▶ OBJECTIF 1
Transformez l'ensemble des enregistrements de pointage placés après le texte en une liste JSON de chaînes, à raison d'une chaîne par ligne, sans les lignes vides. Les images ne doivent pas figurer dans la réponse.

La Semence du démon
(Demon Seed)

Susan est une jeune femme au passé difficile : un père incestueux, un mari violent et dominateur qui exploitait ses faiblesses pour la maintenir sous son joug, une enfance et une adolescence passées dans la honte, le remord et la culpabilité.
Mais désormais, Susan s'est affranchie de ses troubles ainsi que des hommes qui l'ont traumatisée et elle vit seule dans une immense maison entièrement informatisée et dont tout le système domestique et de sécurité est régi par un ordinateur central répondant à sa voix.
Susan est belle, très belle même, jeune et très intelligente et elle se reconstruit donc peu à peu dans cette solitude salvatrice sous forme de thérapie.
Mais un jour, Protéus, une intelligence artificielle extrêmement développée et perfectionnée créée par son ex-mari va prendre le contrôle de la maison et de l'intégralité du système informatique et réduire Susan à l'esclavage dans sa propre maison.
Pourtant, Protéus (ou Adam 2) n'a a priori aucune intention malveillante envers Susan, bien au contraire : l'ordinateur est en effet tombé amoureux d'elle, d'un amour fou et n'acceptant aucun compromis, et il désire Susan de tout son "être" pour pouvoir accéder à un corps de chair et de sang. Il se sent désormais trop à l'étroit dans sa boîte de métal et il veut vivre libre, aimer, ressentir, comme tout être vivant et pensant. Protéus veut sentir, toucher, goûter et pour cela, il veut une descendance. Et Susan sera donc la parfaite mère pour son enfant, à la fois génitrice et amante de son être bientôt fait chair.

▶ OBJECTIF 2
Recopiez mot pour mot le passage du texte sur La Semence du démon qui va de « Mais un jour, Protéus, une » jusqu'à « sa propre maison. ».

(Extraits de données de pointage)
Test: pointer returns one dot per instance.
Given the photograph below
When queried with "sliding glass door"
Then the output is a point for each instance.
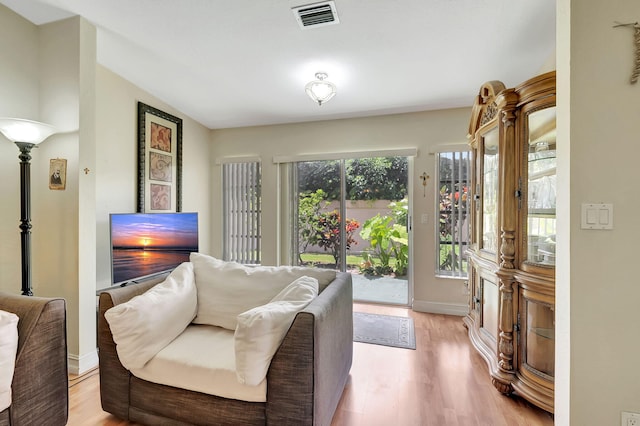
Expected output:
(352, 215)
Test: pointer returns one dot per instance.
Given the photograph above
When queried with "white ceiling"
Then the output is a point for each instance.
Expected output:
(245, 62)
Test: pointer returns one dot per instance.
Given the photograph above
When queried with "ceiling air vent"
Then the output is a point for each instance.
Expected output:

▶ RÉPONSE ATTENDUE 1
[
  "Test: pointer returns one dot per instance.",
  "Given the photograph below",
  "When queried with \"sliding glass door\"",
  "Then the output is a point for each instance.",
  "Expected output:",
  "(352, 215)",
  "Test: pointer returns one dot per instance.",
  "Given the photograph above",
  "When queried with \"white ceiling\"",
  "Then the output is a point for each instance.",
  "Expected output:",
  "(245, 62)",
  "Test: pointer returns one dot per instance.",
  "Given the photograph above",
  "When queried with \"ceiling air vent\"",
  "Then the output is a point for each instance.",
  "Expected output:"
]

▶ RÉPONSE ATTENDUE 2
Mais un jour, Protéus, une intelligence artificielle extrêmement développée et perfectionnée créée par son ex-mari va prendre le contrôle de la maison et de l'intégralité du système informatique et réduire Susan à l'esclavage dans sa propre maison.